Records for this task -

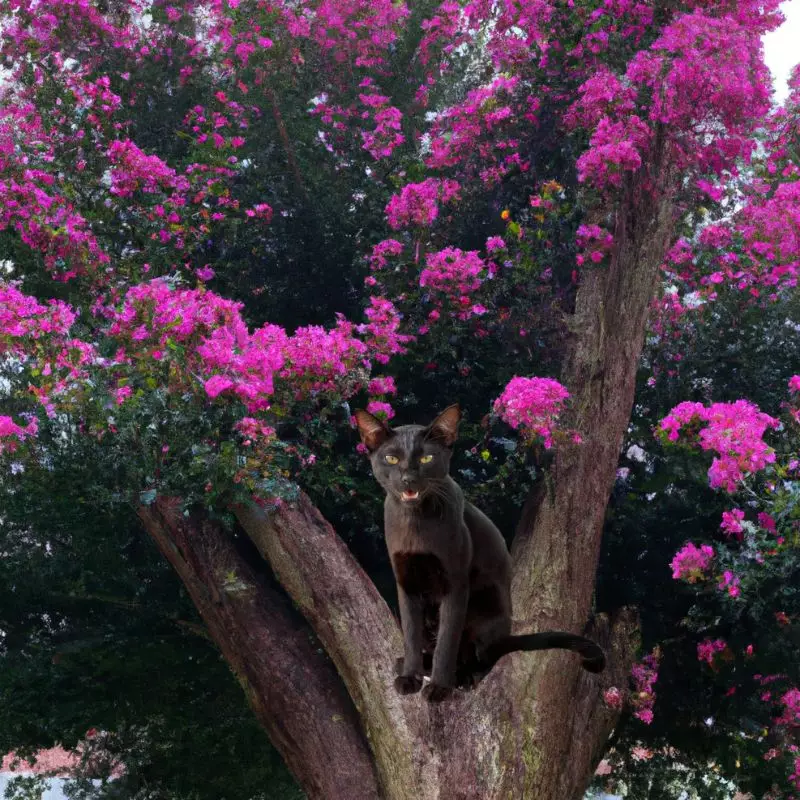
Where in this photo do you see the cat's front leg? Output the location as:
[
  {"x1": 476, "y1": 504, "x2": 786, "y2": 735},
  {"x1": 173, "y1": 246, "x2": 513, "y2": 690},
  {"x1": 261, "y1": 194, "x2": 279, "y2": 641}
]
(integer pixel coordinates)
[
  {"x1": 394, "y1": 584, "x2": 424, "y2": 694},
  {"x1": 422, "y1": 581, "x2": 469, "y2": 703}
]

Requirements -
Put the listing into a numbered list, one line per item, skipping any blank lines. Leave the pictures out.

Worked solution -
1. Where in this photo do you see the cat's front leg? Output the location as:
2. [
3.   {"x1": 476, "y1": 504, "x2": 786, "y2": 735},
4.   {"x1": 173, "y1": 246, "x2": 513, "y2": 690},
5.   {"x1": 261, "y1": 194, "x2": 279, "y2": 641}
6. ]
7. (integer pixel coordinates)
8. [
9.   {"x1": 394, "y1": 584, "x2": 424, "y2": 694},
10.   {"x1": 422, "y1": 581, "x2": 469, "y2": 703}
11. ]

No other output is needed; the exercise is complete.